- Arbeitsauftrag
Schreiben Sie den Textabschnitt über den Beginn des US-Truppenabzugs aus Afghanistan vollständig und wortgetreu ab.

- Textabschnitt
■ ■ ■
Dieser Punkt von Obamas Strategie - Beginn des Abzugs der US-Soldaten in diesem Jahr - ist schon seit jeher umstritten. Weniger als ein Jahr nach dem Aufstocken der Truppen sollen die ersten Soldaten schon wieder gehen? Was für ein Zeichen ist das für die Taliban? Barack Obama wollte dieses Datum vor allem aus politischen Gründen: im November 2012 ist in den USA Präsidentschaftswahl und da will Obama sagen können, dass er den unbeliebten Afghanistan-Krieg beendet - oder zumindest damit angefangen hat. Dass dies wohl nicht mehr wird als ein klitzekleiner Anfang, das lassen die Worte von Verteidigungsminister Robert Gates ahnen:

O-Ton Gates (overvoice)
„In der Frage, wann die Truppen rausgehen, hat der Präsident klargemacht, dass das von den Bedingungen in Afghanistan abhängt. Was nach Juli 2011 kommen wird, das wissen wir zurzeit nicht. Unsere Hoffnung ist, dass mit mehr Fortschritt auch das Tempo der Truppenreduzierung zunimmt.“

Der Beginn des Rückzugs bereits in diesem Jahr hat beim afghanischen Präsidenten Hamid Karsai das ohnehin schon vorhandene Misstrauen gegenüber der Obama-Regierung noch weiter verstärkt, erklärt Vanda Felbab-Brown, Expertin für nationale Sicherheitsfragen am angesehenen Washingtoner Brookings-Institut:

O-Ton Felbab-Brown (overvoice)
■ ■ ■
[Einträge in einem Datensatz]
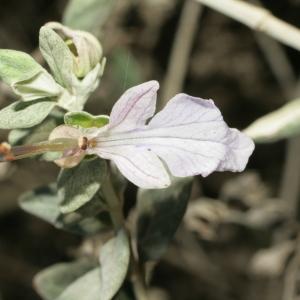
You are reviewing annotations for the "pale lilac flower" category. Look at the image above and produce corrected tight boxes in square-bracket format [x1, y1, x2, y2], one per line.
[50, 81, 254, 188]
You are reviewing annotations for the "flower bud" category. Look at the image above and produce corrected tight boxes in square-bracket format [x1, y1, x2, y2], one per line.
[46, 22, 103, 78]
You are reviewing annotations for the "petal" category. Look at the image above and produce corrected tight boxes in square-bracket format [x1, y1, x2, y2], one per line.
[217, 128, 254, 172]
[109, 80, 159, 132]
[88, 94, 254, 188]
[91, 146, 171, 189]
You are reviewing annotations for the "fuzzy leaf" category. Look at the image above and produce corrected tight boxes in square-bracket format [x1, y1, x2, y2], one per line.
[245, 99, 300, 143]
[19, 184, 111, 235]
[64, 111, 109, 128]
[0, 49, 43, 84]
[58, 159, 106, 213]
[34, 260, 95, 300]
[0, 98, 56, 129]
[99, 229, 130, 300]
[39, 26, 74, 90]
[63, 0, 116, 33]
[8, 113, 62, 146]
[137, 177, 192, 261]
[0, 50, 62, 101]
[56, 268, 102, 300]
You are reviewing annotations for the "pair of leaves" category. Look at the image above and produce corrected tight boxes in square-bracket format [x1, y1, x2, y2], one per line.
[63, 0, 116, 34]
[34, 230, 130, 300]
[58, 158, 107, 213]
[0, 49, 62, 101]
[0, 26, 105, 129]
[137, 177, 193, 262]
[0, 98, 56, 129]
■ ■ ■
- Schriftliche Antwort
Dieser Punkt von Obamas Strategie - Beginn des Abzugs der US-Soldaten in diesem Jahr - ist schon seit jeher umstritten. Weniger als ein Jahr nach dem Aufstocken der Truppen sollen die ersten Soldaten schon wieder gehen? Was für ein Zeichen ist das für die Taliban? Barack Obama wollte dieses Datum vor allem aus politischen Gründen: im November 2012 ist in den USA Präsidentschaftswahl und da will Obama sagen können, dass er den unbeliebten Afghanistan-Krieg beendet - oder zumindest damit angefangen hat. Dass dies wohl nicht mehr wird als ein klitzekleiner Anfang, das lassen die Worte von Verteidigungsminister Robert Gates ahnen:

O-Ton Gates (overvoice)
„In der Frage, wann die Truppen rausgehen, hat der Präsident klargemacht, dass das von den Bedingungen in Afghanistan abhängt. Was nach Juli 2011 kommen wird, das wissen wir zurzeit nicht. Unsere Hoffnung ist, dass mit mehr Fortschritt auch das Tempo der Truppenreduzierung zunimmt.“

Der Beginn des Rückzugs bereits in diesem Jahr hat beim afghanischen Präsidenten Hamid Karsai das ohnehin schon vorhandene Misstrauen gegenüber der Obama-Regierung noch weiter verstärkt, erklärt Vanda Felbab-Brown, Expertin für nationale Sicherheitsfragen am angesehenen Washingtoner Brookings-Institut:

O-Ton Felbab-Brown (overvoice)